:: Text excerpt

# Garcon Point to White Point redfish



## j_purdy (Oct 9, 2007)

I work with FDEP deploying fossilized shell between Garcon and White Point in order to replace lost oyster habitat and revitalize the ecosystem in general. I've been noticing more and more reds hanging around the reefs sunning lately. They're usually in groups of 1-3, but as the weather warms more will come in there. Might be worth a look for someone wanting to sight fish them in shallow water. Tight lines.

-Jason


----------



## jjeffrey (Jun 7, 2012)

ssssssssssshhhhhhhhhhhh u keep stuff like that to yourself


----------



## Fish Happens (Oct 21, 2007)

jjeffrey said:


> ssssssssssshhhhhhhhhhhh u keep stuff like that to yourself


Bingo


----------



## oxbeast1210 (Jun 21, 2010)

Thanks for the tip


----------



## Flatspro (Oct 3, 2007)

I guess you don't want those fish to be there long!!! Lol!!


----------



## BananaTom (Feb 16, 2008)

*Just got home with 15 Red's, all Illegal, but on the grill, screw IT.

PS: I am a fisherman
*


----------



## Redtracker (Dec 28, 2011)

Going soon. Thanks.


----------



## Flguy32514 (Sep 16, 2012)

Thanks for the tip...

you didn't recently buy a jon boat did you?


----------



## Austin (Sep 30, 2007)

BananaTom said:


> *Just got home with 15 Red's, all Illegal, but on the grill, screw IT.
> 
> PS: I am a fisherman
> *



Hey! I want in on that action! We had plans remember?! :whistling:


----------



## asago (Nov 11, 2008)

Not trying to scare people off but be very careful in that area. There were already some hazards towards white point (marked) but there are also quite a few abandoned traps over there. I've had more than one near miss with them at low tide and the water clarity there is generally nada so you won't see it coming.


----------



## boatnbob (May 31, 2009)

*I can verify the hidden objects*

Was floundering out in the area last year and broke off my light setup when I grounded on a mound of rocks. I was using the trolling motor and bam, it was there in about 3-4' of water. No warning. Strange place they were in.


----------

::::

Exercise goal:
Copy the stretch of the Garcon Point redfish thread from "Not trying to" through "they were in." word for word.

:: Entries

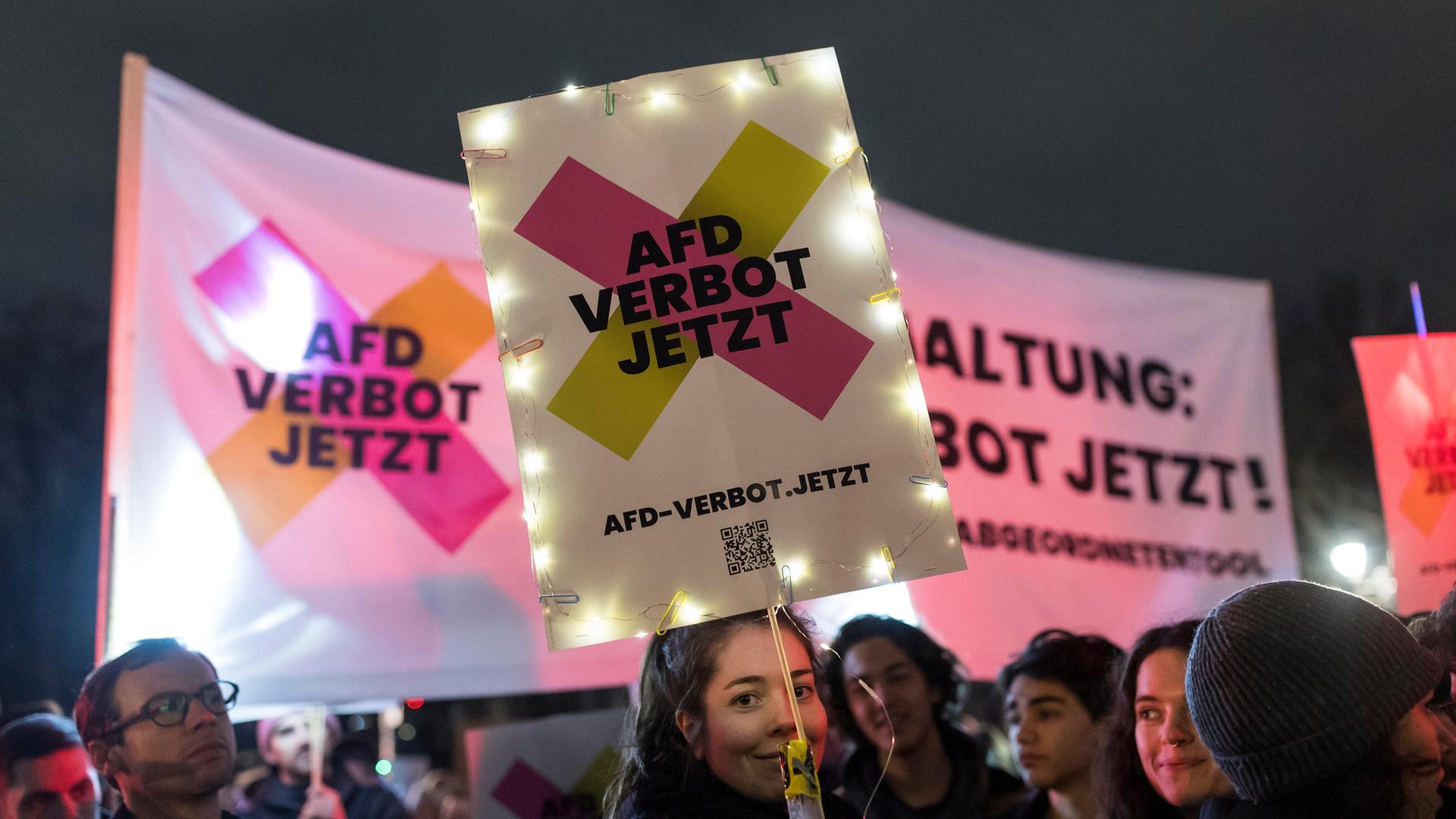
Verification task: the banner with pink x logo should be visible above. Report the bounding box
[460,49,964,648]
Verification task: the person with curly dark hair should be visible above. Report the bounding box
[603,607,850,819]
[1098,620,1233,819]
[996,628,1122,819]
[824,615,1024,819]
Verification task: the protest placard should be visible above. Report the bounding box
[460,49,964,648]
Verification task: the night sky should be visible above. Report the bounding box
[0,0,1456,705]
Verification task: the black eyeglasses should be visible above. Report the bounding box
[103,679,237,733]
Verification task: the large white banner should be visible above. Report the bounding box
[102,58,641,704]
[460,49,964,648]
[464,710,626,819]
[883,204,1298,678]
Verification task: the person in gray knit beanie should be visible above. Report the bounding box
[1187,580,1443,816]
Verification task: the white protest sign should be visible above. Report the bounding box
[883,202,1298,679]
[460,49,964,648]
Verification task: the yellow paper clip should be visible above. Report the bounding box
[779,739,820,799]
[657,588,687,637]
[495,338,546,362]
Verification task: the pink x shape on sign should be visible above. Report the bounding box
[195,220,510,552]
[516,158,874,419]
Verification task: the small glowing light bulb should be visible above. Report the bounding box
[521,449,546,472]
[475,114,508,147]
[904,383,926,413]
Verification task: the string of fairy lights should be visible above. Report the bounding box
[462,54,954,644]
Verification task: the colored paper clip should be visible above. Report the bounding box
[657,588,687,637]
[779,739,821,800]
[495,338,546,362]
[758,57,779,86]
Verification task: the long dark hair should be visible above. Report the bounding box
[824,615,968,746]
[603,606,824,816]
[1097,620,1405,819]
[1097,620,1203,819]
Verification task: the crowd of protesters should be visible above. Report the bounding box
[0,582,1456,819]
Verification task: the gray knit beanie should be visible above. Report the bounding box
[1185,580,1443,802]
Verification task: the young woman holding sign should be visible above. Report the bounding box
[606,609,852,819]
[1102,620,1233,819]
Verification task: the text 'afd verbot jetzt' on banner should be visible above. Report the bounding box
[460,49,964,648]
[98,55,652,707]
[883,202,1298,678]
[1351,332,1456,613]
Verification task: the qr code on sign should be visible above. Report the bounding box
[718,520,774,574]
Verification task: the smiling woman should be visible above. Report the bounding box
[1098,620,1233,819]
[606,609,850,819]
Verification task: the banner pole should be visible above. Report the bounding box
[309,705,329,791]
[96,51,149,664]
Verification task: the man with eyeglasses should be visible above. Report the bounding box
[0,714,100,819]
[74,639,237,819]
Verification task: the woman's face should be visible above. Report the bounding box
[1133,648,1233,808]
[1005,675,1102,790]
[845,637,939,755]
[1391,694,1450,819]
[677,623,828,802]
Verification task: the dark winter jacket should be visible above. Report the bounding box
[242,771,410,819]
[1006,789,1051,819]
[617,762,858,819]
[840,729,1024,819]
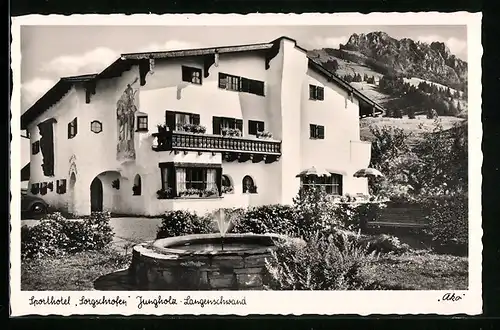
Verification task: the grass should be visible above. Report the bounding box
[360,116,463,141]
[362,251,468,290]
[21,250,130,291]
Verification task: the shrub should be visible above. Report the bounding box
[156,210,215,239]
[21,220,67,259]
[21,212,113,258]
[61,212,114,252]
[264,231,374,290]
[424,194,469,255]
[293,186,341,239]
[232,204,298,236]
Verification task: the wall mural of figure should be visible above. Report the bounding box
[116,78,138,160]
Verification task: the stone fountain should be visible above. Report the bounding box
[129,210,286,290]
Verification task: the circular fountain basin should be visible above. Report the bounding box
[129,234,286,290]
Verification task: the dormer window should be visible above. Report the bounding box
[136,113,148,132]
[182,65,201,85]
[309,85,325,101]
[68,117,78,139]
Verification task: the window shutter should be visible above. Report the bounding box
[309,85,316,100]
[258,121,266,132]
[236,119,243,134]
[182,66,191,82]
[212,117,221,135]
[248,120,257,135]
[317,87,325,101]
[191,114,200,125]
[219,73,227,89]
[165,111,175,131]
[309,124,316,138]
[240,77,252,92]
[317,126,325,139]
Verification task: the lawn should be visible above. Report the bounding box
[21,250,468,291]
[21,250,131,291]
[363,251,468,290]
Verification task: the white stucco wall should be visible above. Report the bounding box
[25,39,370,215]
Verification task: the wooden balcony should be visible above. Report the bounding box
[153,131,281,163]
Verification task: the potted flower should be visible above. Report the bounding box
[257,131,273,139]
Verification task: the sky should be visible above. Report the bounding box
[21,25,467,112]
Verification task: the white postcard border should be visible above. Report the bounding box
[10,12,482,316]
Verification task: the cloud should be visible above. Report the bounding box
[417,35,467,57]
[21,78,56,112]
[305,36,349,49]
[42,47,120,77]
[136,40,202,52]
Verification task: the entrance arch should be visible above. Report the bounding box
[90,177,103,212]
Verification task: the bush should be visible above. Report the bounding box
[424,194,469,255]
[264,231,373,290]
[156,210,215,239]
[57,212,114,253]
[21,212,113,258]
[232,204,297,236]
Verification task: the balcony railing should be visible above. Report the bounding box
[153,131,281,156]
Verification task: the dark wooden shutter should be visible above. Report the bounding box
[72,118,78,137]
[219,73,227,89]
[212,117,220,135]
[309,124,316,138]
[236,119,243,134]
[165,111,175,131]
[165,164,177,196]
[248,120,257,135]
[317,87,325,101]
[182,66,192,82]
[317,126,325,139]
[309,85,316,100]
[191,113,200,125]
[240,77,252,93]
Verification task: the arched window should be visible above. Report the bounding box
[222,174,234,194]
[132,174,142,196]
[242,175,257,194]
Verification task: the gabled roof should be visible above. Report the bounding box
[21,36,384,129]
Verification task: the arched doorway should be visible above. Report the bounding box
[90,177,103,212]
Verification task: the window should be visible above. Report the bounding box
[132,174,142,196]
[182,66,201,85]
[222,175,234,194]
[31,141,40,155]
[137,116,148,132]
[242,175,257,194]
[212,117,243,135]
[309,85,325,101]
[309,124,325,140]
[68,118,78,139]
[90,120,102,134]
[301,173,342,195]
[219,73,264,96]
[160,163,222,198]
[248,120,264,135]
[166,111,200,131]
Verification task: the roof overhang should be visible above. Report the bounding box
[308,57,385,115]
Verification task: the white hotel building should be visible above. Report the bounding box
[21,37,383,216]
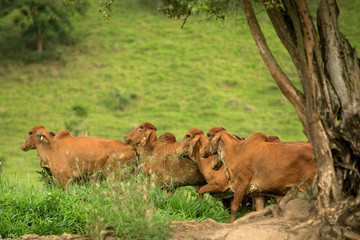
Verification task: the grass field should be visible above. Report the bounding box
[0,0,359,185]
[0,1,306,185]
[0,0,360,239]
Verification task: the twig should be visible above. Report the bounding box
[334,163,360,178]
[181,12,191,29]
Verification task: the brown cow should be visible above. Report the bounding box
[124,122,206,187]
[21,126,136,186]
[200,127,316,223]
[176,128,272,211]
[176,128,234,209]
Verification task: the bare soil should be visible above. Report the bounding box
[3,198,360,240]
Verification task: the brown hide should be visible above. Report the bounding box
[176,128,265,211]
[124,122,205,187]
[176,128,233,198]
[21,126,136,185]
[200,127,316,222]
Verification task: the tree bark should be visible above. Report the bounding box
[241,0,360,219]
[35,29,43,52]
[241,0,308,136]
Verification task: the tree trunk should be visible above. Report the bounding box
[35,29,43,52]
[241,0,360,224]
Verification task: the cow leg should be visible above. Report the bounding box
[221,198,233,210]
[253,196,265,211]
[198,183,226,200]
[229,185,247,223]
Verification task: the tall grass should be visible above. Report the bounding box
[0,178,89,238]
[0,169,239,239]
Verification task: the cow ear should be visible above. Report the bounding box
[37,132,49,143]
[140,131,153,146]
[189,135,201,157]
[211,136,221,149]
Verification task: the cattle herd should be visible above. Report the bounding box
[21,122,316,222]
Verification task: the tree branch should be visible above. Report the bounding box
[241,0,308,135]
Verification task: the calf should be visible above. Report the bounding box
[21,126,136,186]
[124,122,205,187]
[200,127,316,222]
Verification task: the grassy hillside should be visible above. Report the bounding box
[0,0,358,185]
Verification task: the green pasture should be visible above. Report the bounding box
[0,0,359,185]
[0,0,360,239]
[0,0,296,185]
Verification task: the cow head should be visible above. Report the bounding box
[158,132,176,143]
[175,128,205,161]
[21,126,55,151]
[200,127,226,158]
[211,155,223,170]
[124,122,157,147]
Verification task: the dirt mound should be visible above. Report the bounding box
[3,198,360,240]
[4,233,90,240]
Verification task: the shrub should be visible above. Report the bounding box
[89,170,170,239]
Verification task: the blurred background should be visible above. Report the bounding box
[0,0,360,186]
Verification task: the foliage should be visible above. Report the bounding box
[0,0,88,53]
[0,178,88,238]
[151,187,240,222]
[89,169,170,239]
[36,164,54,187]
[65,104,88,137]
[0,157,5,173]
[6,0,360,185]
[0,169,239,239]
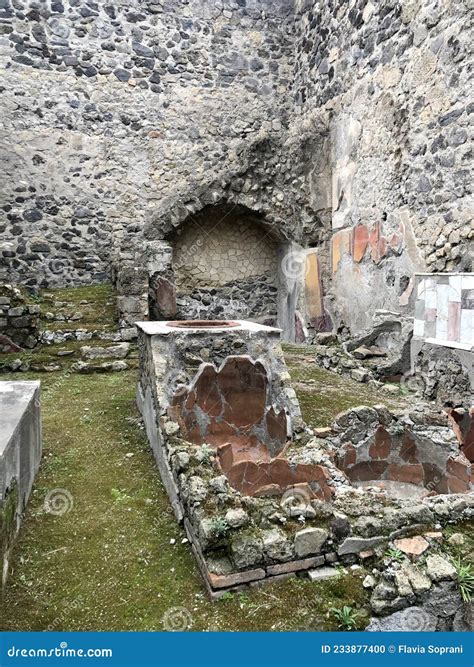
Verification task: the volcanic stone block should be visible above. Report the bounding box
[0,382,41,585]
[295,528,329,557]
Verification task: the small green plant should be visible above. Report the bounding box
[196,444,212,463]
[211,516,229,537]
[453,558,474,602]
[110,489,132,503]
[330,606,359,630]
[219,591,234,602]
[385,549,405,563]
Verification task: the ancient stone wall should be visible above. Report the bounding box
[0,0,293,287]
[0,0,473,338]
[292,0,474,330]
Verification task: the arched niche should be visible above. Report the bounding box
[149,204,295,339]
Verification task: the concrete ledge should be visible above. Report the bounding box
[0,382,41,585]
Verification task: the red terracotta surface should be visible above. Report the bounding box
[168,356,287,458]
[217,445,332,500]
[352,225,369,262]
[399,433,418,463]
[385,463,424,485]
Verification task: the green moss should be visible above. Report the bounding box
[285,345,403,427]
[0,480,18,579]
[1,372,366,630]
[38,283,118,331]
[0,338,137,379]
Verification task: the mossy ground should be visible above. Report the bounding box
[0,285,420,631]
[1,371,367,630]
[283,345,405,427]
[36,283,117,331]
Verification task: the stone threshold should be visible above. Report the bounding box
[184,518,333,600]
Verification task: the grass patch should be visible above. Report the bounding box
[0,370,367,631]
[38,283,118,331]
[284,345,404,427]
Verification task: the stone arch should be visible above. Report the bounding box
[149,200,296,332]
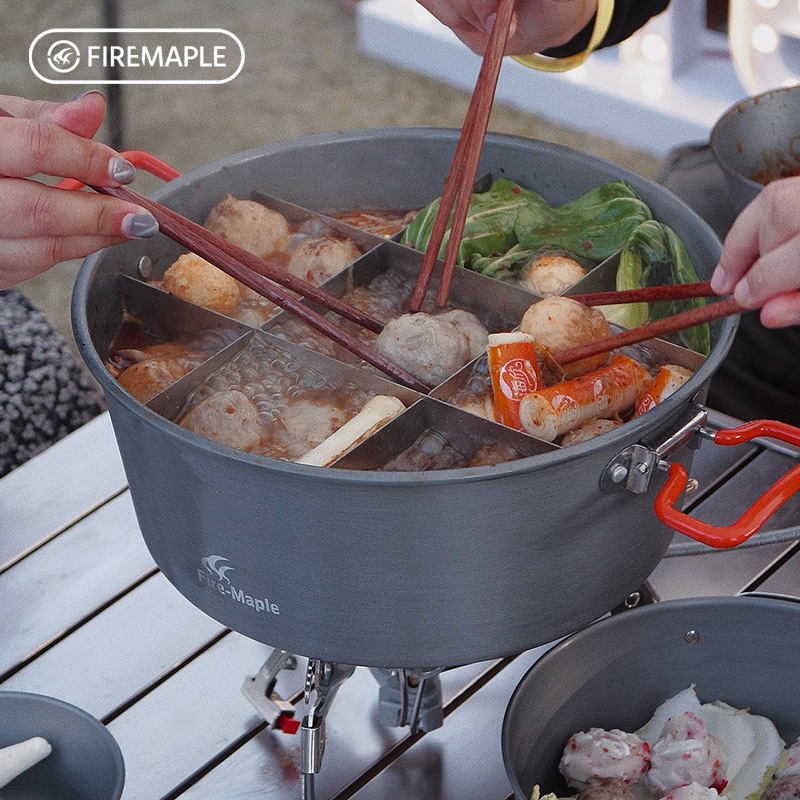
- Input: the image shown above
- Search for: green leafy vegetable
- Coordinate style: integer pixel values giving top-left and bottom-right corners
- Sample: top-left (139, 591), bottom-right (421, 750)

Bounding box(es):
top-left (401, 178), bottom-right (547, 266)
top-left (515, 180), bottom-right (653, 264)
top-left (603, 219), bottom-right (711, 355)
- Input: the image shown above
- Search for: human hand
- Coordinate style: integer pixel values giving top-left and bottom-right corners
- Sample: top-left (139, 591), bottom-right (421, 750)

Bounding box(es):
top-left (0, 92), bottom-right (158, 289)
top-left (418, 0), bottom-right (597, 55)
top-left (711, 177), bottom-right (800, 328)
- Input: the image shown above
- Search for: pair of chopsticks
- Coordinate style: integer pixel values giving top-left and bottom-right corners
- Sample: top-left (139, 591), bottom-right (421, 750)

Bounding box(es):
top-left (408, 0), bottom-right (516, 311)
top-left (0, 108), bottom-right (430, 394)
top-left (552, 281), bottom-right (747, 364)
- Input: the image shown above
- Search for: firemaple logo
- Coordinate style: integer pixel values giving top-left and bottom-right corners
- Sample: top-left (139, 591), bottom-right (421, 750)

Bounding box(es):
top-left (28, 28), bottom-right (244, 85)
top-left (197, 556), bottom-right (281, 616)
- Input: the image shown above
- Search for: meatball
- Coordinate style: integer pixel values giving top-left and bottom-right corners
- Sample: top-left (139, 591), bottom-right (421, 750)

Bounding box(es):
top-left (578, 778), bottom-right (637, 800)
top-left (438, 308), bottom-right (489, 360)
top-left (561, 417), bottom-right (622, 447)
top-left (375, 314), bottom-right (470, 386)
top-left (286, 236), bottom-right (361, 285)
top-left (204, 195), bottom-right (289, 258)
top-left (662, 783), bottom-right (720, 800)
top-left (761, 774), bottom-right (800, 800)
top-left (272, 398), bottom-right (353, 459)
top-left (520, 255), bottom-right (586, 297)
top-left (558, 728), bottom-right (650, 789)
top-left (164, 253), bottom-right (240, 314)
top-left (644, 711), bottom-right (726, 797)
top-left (180, 389), bottom-right (261, 451)
top-left (117, 358), bottom-right (191, 403)
top-left (519, 297), bottom-right (611, 378)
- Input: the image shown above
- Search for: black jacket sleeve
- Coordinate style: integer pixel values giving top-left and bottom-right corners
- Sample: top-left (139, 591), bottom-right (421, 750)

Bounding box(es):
top-left (544, 0), bottom-right (669, 58)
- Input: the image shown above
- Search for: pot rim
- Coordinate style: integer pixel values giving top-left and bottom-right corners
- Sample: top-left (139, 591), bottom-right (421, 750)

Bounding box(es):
top-left (72, 127), bottom-right (738, 486)
top-left (501, 592), bottom-right (800, 797)
top-left (709, 86), bottom-right (800, 193)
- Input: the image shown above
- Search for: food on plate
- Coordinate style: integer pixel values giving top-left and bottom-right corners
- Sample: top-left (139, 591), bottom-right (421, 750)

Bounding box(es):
top-left (151, 195), bottom-right (361, 327)
top-left (578, 778), bottom-right (639, 800)
top-left (534, 686), bottom-right (788, 800)
top-left (0, 736), bottom-right (53, 789)
top-left (486, 331), bottom-right (542, 430)
top-left (634, 364), bottom-right (693, 417)
top-left (645, 711), bottom-right (727, 797)
top-left (178, 336), bottom-right (373, 461)
top-left (375, 312), bottom-right (488, 386)
top-left (295, 395), bottom-right (405, 467)
top-left (286, 236), bottom-right (361, 285)
top-left (558, 728), bottom-right (650, 789)
top-left (514, 180), bottom-right (653, 264)
top-left (603, 220), bottom-right (711, 355)
top-left (203, 194), bottom-right (290, 258)
top-left (382, 430), bottom-right (522, 472)
top-left (106, 318), bottom-right (242, 403)
top-left (519, 297), bottom-right (611, 378)
top-left (328, 208), bottom-right (417, 238)
top-left (519, 353), bottom-right (650, 442)
top-left (520, 255), bottom-right (586, 297)
top-left (181, 389), bottom-right (261, 452)
top-left (164, 253), bottom-right (241, 314)
top-left (559, 417), bottom-right (622, 447)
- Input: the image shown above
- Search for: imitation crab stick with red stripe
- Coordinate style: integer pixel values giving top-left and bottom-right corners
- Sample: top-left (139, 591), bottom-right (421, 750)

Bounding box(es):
top-left (634, 364), bottom-right (693, 417)
top-left (486, 331), bottom-right (542, 431)
top-left (519, 354), bottom-right (652, 442)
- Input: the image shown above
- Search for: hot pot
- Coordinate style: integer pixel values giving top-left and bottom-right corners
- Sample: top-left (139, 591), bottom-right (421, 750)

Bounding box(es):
top-left (502, 595), bottom-right (800, 800)
top-left (73, 129), bottom-right (792, 668)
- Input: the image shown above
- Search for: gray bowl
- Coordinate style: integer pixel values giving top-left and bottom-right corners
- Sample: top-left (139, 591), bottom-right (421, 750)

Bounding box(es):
top-left (502, 596), bottom-right (800, 800)
top-left (711, 86), bottom-right (800, 213)
top-left (0, 692), bottom-right (125, 800)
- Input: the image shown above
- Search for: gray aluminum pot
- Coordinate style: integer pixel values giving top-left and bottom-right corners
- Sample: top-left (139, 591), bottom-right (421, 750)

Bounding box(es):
top-left (73, 129), bottom-right (736, 668)
top-left (502, 596), bottom-right (800, 800)
top-left (711, 86), bottom-right (800, 213)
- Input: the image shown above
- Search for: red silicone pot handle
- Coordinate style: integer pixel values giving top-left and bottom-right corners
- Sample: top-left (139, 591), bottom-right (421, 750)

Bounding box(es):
top-left (56, 150), bottom-right (180, 189)
top-left (655, 420), bottom-right (800, 547)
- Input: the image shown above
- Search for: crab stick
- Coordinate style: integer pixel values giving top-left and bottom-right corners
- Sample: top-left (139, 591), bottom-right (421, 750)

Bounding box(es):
top-left (0, 736), bottom-right (53, 789)
top-left (519, 355), bottom-right (652, 442)
top-left (634, 364), bottom-right (694, 417)
top-left (486, 331), bottom-right (542, 431)
top-left (295, 394), bottom-right (406, 467)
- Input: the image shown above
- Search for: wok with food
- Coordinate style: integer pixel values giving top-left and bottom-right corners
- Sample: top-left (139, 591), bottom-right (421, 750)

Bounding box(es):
top-left (73, 129), bottom-right (735, 668)
top-left (503, 596), bottom-right (800, 800)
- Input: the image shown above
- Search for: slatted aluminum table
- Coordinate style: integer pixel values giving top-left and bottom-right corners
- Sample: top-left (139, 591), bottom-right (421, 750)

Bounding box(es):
top-left (0, 412), bottom-right (800, 800)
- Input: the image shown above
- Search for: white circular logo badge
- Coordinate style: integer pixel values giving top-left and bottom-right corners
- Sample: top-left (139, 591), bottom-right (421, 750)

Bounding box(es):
top-left (47, 39), bottom-right (81, 72)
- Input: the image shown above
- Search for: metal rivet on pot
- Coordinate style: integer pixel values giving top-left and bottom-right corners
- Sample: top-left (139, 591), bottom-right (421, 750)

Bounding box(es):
top-left (625, 592), bottom-right (642, 608)
top-left (683, 478), bottom-right (700, 494)
top-left (611, 464), bottom-right (628, 483)
top-left (139, 256), bottom-right (153, 280)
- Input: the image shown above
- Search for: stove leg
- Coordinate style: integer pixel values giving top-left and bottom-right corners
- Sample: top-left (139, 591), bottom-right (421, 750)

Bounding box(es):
top-left (300, 660), bottom-right (356, 800)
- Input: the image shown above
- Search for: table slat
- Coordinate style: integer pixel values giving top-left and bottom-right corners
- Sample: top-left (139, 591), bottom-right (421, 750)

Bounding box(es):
top-left (0, 492), bottom-right (153, 675)
top-left (2, 573), bottom-right (225, 718)
top-left (0, 413), bottom-right (127, 570)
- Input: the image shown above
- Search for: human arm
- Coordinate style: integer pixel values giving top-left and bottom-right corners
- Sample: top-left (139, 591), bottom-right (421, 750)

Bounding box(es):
top-left (418, 0), bottom-right (669, 57)
top-left (711, 177), bottom-right (800, 328)
top-left (0, 92), bottom-right (158, 289)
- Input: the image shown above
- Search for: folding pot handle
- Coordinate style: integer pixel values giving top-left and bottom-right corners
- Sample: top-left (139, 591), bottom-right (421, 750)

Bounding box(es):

::::

The reply:
Not trying to scare people off but be very careful in that area. There were already some hazards towards white point (marked) but there are also quite a few abandoned traps over there. I've had more than one near miss with them at low tide and the water clarity there is generally nada so you won't see it coming.


----------



## boatnbob (May 31, 2009)

*I can verify the hidden objects*

Was floundering out in the area last year and broke off my light setup when I grounded on a mound of rocks. I was using the trolling motor and bam, it was there in about 3-4' of water. No warning. Strange place they were in.